Goal -> Locate every line in the entries below that contains the string "plate", and copy each of those lines in full. Case counts when matching.

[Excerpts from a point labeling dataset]
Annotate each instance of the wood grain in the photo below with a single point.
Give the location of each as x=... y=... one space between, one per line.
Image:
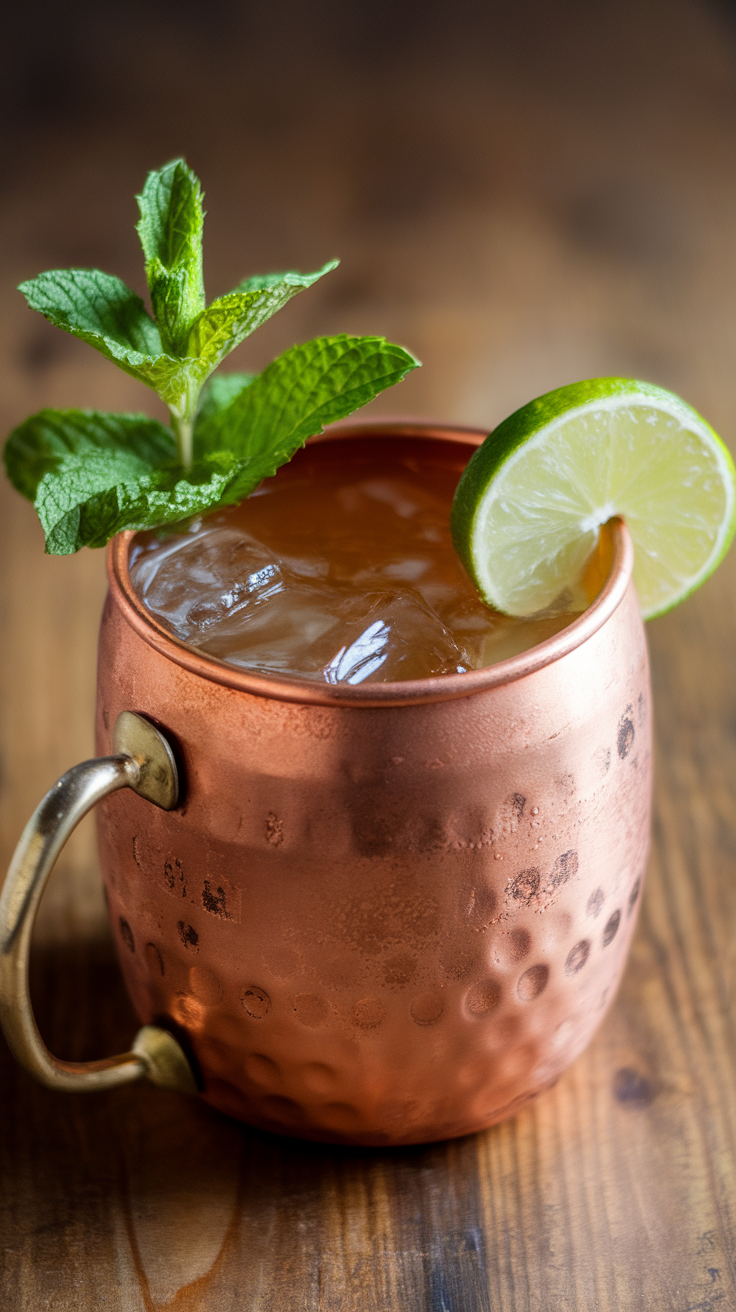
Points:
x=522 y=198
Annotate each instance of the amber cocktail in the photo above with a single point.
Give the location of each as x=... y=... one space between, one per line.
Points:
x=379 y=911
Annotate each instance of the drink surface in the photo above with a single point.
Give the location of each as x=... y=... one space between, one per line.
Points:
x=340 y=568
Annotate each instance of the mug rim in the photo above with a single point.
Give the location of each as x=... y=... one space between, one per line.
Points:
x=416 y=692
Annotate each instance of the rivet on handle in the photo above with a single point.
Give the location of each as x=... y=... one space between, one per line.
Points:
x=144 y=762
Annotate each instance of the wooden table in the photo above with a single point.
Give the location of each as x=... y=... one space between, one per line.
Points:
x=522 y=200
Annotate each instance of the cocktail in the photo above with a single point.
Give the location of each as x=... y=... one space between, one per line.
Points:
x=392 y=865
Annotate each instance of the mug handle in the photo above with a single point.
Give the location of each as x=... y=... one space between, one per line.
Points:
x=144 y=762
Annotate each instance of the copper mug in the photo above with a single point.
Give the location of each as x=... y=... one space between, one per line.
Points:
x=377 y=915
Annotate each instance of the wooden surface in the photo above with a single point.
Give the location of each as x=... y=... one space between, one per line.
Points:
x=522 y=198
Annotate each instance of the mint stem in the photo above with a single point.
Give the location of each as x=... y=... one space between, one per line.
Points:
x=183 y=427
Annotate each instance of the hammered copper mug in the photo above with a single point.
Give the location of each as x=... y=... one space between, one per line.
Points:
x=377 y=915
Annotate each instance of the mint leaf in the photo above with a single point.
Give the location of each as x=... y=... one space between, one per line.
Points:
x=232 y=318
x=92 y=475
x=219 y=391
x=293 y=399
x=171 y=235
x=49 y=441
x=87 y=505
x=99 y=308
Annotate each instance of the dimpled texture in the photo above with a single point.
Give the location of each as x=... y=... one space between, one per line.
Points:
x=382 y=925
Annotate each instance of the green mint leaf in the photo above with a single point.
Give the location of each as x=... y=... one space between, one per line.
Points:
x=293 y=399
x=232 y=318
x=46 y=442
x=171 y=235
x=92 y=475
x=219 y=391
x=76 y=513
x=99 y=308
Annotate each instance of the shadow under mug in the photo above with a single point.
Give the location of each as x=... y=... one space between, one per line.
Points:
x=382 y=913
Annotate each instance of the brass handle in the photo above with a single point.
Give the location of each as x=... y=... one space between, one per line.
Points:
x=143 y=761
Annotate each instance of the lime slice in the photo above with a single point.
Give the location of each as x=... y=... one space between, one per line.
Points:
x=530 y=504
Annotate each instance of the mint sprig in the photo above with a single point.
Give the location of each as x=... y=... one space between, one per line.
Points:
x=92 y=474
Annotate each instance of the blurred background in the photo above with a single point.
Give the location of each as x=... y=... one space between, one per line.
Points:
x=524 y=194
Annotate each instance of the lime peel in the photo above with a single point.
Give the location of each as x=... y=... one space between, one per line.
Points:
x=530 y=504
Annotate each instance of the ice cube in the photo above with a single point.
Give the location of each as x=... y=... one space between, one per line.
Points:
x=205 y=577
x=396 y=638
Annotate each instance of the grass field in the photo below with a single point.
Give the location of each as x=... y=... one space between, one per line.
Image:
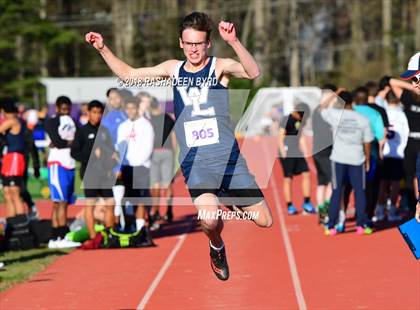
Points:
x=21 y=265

* * *

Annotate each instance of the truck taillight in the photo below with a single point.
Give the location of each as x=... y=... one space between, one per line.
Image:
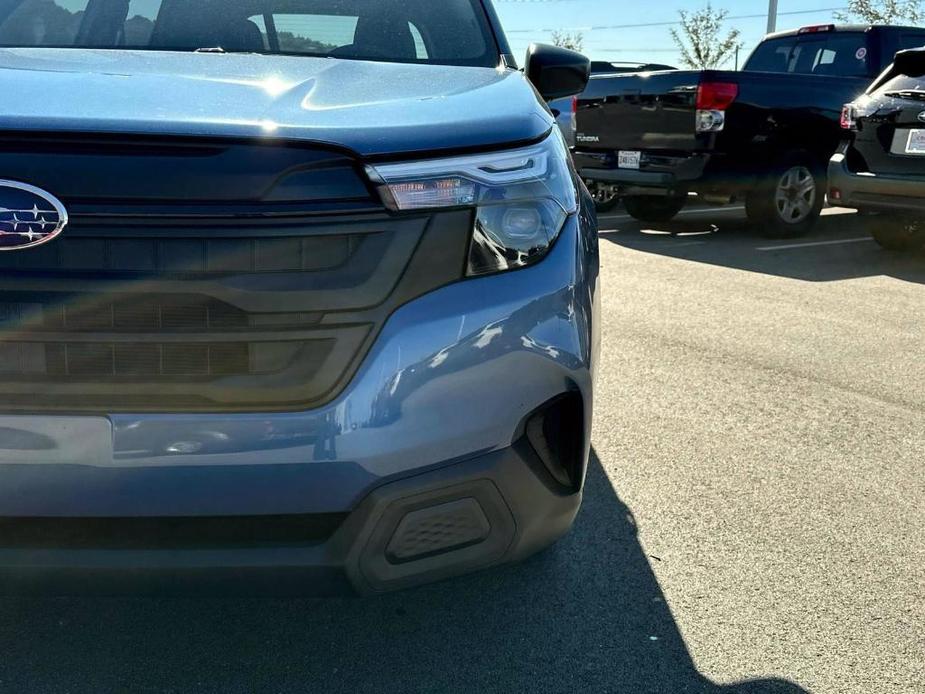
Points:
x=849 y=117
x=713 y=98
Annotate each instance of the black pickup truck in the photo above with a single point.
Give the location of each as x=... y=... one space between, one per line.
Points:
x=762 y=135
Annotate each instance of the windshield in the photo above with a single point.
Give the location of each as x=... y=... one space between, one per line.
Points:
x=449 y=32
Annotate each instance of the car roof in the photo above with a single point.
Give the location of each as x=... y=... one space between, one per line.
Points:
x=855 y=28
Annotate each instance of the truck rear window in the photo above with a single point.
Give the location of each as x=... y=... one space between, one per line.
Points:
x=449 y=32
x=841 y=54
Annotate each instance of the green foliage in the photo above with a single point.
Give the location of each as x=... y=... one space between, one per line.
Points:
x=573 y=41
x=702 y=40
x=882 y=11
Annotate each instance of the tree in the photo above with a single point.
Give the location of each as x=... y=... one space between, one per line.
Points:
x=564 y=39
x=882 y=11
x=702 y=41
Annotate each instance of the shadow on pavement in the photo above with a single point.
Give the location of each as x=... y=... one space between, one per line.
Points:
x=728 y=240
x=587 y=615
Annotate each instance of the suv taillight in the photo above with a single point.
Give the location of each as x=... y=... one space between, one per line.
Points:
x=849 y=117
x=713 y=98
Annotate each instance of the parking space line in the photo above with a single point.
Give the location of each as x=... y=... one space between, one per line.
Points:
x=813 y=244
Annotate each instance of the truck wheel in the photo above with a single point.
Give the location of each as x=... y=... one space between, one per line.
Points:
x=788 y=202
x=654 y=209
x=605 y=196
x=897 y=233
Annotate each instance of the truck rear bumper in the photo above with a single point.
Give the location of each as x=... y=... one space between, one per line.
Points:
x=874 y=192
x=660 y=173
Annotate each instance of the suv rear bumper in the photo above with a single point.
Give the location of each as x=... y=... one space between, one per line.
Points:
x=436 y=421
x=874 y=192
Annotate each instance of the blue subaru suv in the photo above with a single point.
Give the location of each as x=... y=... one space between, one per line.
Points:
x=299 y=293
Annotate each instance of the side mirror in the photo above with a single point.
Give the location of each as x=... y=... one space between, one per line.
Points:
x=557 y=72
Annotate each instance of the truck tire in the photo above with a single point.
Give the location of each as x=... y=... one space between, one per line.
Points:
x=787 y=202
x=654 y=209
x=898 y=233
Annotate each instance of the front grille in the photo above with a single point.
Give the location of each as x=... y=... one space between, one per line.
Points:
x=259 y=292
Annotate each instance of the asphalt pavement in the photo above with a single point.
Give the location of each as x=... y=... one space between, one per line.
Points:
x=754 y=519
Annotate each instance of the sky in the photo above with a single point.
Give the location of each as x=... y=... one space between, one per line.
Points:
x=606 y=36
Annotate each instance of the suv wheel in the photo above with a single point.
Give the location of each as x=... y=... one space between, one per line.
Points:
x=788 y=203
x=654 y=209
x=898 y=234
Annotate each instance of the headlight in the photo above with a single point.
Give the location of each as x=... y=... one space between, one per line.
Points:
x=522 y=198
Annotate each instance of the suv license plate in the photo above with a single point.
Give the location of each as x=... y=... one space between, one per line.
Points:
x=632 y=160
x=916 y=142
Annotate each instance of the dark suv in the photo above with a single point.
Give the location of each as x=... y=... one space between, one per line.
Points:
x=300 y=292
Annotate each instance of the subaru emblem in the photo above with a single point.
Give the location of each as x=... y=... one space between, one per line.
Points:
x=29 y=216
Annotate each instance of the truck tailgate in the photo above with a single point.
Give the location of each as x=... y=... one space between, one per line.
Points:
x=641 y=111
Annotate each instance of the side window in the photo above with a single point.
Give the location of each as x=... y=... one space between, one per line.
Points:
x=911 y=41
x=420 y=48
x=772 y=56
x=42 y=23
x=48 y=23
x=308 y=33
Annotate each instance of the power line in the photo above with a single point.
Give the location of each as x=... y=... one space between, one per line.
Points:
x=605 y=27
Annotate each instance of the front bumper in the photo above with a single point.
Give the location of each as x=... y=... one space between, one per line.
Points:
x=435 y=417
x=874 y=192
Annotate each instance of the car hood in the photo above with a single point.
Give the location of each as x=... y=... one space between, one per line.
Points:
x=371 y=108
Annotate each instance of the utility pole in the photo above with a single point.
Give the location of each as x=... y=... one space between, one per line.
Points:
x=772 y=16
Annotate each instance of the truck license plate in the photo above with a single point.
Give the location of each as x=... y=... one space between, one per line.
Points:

Output ->
Annotate each instance of the suv license plate in the photo above with a single point.
Annotate each instance of the truck license plate in the photo above with a single point.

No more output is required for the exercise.